Excerpted passage:
There are Turks who welcomed the news on Friday night that the military had launched a coup against President Recep Tayyip Erdogan. They didn't dare utter loud cries of joy, however, but only rejoiced inside – after all, publicly flaunting opposition to this President has been dangerous up to now.

How great must the frustration with Erdogan and his increasingly authoritarian policies be if a military coup is able to trigger such feelings of relief? And not only among the generals′ close friends, but also among those who despair about the state of Turkish democracy?

These secret feelings of jubilation didn't last long, however. The leaders of the coup quickly made it clear that boosting democracy was far from their intention. They bombed the parliament building in Ankara.

On Saturday (16 July 2016), the members of parliament then assembled at the damaged ″House of the People". With rubble still obstructing the aisles, the parliamentarians demonstrated a unity they have not shown in years. From the Islamic government party AKP to the CHP, which sees itself as the guardian of the republic, all the way to the Kurds: they unanimously condemned the attempted coup – and called its authors a "gang" of "terrorists".

Task instructions: Continue the passage on the attempted 2016 coup against President Erdogan, starting after its final sentence.

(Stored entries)
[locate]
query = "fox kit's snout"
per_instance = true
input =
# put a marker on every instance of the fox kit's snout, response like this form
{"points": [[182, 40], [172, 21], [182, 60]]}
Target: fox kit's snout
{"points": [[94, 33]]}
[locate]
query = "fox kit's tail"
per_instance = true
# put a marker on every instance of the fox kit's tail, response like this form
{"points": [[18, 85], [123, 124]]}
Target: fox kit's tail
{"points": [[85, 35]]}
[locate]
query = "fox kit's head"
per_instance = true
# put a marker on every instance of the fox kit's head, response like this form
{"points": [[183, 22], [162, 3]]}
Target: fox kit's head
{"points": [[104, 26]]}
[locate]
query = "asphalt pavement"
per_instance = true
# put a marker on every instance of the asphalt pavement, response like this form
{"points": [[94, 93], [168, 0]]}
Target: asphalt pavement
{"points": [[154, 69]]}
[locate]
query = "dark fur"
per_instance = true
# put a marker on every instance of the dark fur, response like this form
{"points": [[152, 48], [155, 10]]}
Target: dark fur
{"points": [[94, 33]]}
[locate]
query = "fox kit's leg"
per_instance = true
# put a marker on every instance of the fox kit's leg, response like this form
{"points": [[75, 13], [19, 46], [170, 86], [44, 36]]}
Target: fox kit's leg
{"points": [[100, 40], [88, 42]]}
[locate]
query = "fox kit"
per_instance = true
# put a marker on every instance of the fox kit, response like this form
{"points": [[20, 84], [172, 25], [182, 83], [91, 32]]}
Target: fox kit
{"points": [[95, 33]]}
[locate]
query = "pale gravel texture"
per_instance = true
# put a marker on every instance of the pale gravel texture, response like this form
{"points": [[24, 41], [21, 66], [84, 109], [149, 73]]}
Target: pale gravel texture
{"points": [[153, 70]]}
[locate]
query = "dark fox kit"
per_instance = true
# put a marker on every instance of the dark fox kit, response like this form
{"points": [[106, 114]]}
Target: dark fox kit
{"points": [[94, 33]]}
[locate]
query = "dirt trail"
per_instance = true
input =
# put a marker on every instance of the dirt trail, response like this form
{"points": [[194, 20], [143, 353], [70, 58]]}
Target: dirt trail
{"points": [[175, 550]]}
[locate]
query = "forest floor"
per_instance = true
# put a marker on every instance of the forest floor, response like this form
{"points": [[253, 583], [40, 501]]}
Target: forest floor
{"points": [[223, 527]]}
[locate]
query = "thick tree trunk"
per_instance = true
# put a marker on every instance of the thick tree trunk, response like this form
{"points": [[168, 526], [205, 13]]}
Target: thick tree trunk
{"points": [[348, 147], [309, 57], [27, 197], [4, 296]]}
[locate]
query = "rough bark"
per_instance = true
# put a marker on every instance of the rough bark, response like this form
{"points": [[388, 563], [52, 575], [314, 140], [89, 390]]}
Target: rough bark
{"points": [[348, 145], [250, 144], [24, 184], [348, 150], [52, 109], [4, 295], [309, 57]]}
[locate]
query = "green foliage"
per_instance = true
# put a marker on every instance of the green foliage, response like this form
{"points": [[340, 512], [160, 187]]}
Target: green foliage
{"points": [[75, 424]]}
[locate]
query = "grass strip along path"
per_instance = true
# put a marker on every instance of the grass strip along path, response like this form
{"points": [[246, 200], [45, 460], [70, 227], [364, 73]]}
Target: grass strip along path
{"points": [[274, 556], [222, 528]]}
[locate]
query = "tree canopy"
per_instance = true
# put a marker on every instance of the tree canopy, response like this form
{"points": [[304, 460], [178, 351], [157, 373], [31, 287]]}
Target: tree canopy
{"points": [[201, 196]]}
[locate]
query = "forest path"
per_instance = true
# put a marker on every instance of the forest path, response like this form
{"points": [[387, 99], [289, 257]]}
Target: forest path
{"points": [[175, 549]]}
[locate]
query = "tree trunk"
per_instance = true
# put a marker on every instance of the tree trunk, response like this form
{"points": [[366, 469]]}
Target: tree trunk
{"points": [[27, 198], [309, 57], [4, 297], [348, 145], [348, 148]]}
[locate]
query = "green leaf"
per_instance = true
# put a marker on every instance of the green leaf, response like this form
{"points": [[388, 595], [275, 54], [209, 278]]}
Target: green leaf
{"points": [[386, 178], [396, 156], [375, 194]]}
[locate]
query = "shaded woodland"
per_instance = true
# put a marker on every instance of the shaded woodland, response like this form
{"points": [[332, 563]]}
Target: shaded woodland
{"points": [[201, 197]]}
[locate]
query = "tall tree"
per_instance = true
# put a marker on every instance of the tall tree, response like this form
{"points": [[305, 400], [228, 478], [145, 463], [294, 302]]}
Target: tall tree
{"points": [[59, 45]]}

Result below:
Coup without the people
So that's what the coup leaders with their daring, high-risk, amateurish action have achieved: where disputes have recently been waged with the utmost bitterness and sometimes even fists, Turkish politics is now showing a united front. That’s the good news. But the bad news is not far behind. The attempted military coup could now be followed by a kind of civilian coup. There are evil omens heralding such an event.

Prime Minister Binali Yildirim has threatened to reintroduce the death penalty for the coup leaders. The close friend of the President, whom Erdogan recently promoted to his new post, is hence further fanning the flames in what is already a highly charged situation.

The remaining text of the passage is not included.